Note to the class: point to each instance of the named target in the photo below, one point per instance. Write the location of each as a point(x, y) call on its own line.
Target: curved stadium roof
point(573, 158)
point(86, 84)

== == ==

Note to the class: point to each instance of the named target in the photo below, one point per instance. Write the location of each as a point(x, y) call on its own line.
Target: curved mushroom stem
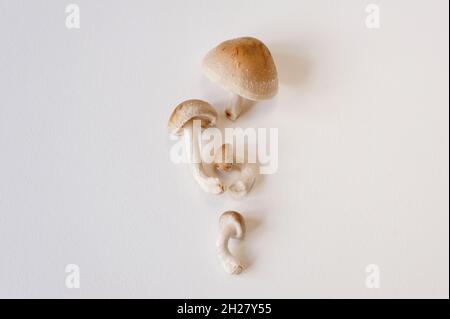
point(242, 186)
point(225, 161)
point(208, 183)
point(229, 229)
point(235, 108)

== == ==

Short problem:
Gather every line in the records that contains the word “curved” and copy each one.

Result for this exercise:
Target: curved stadium roof
Target: curved mushroom stem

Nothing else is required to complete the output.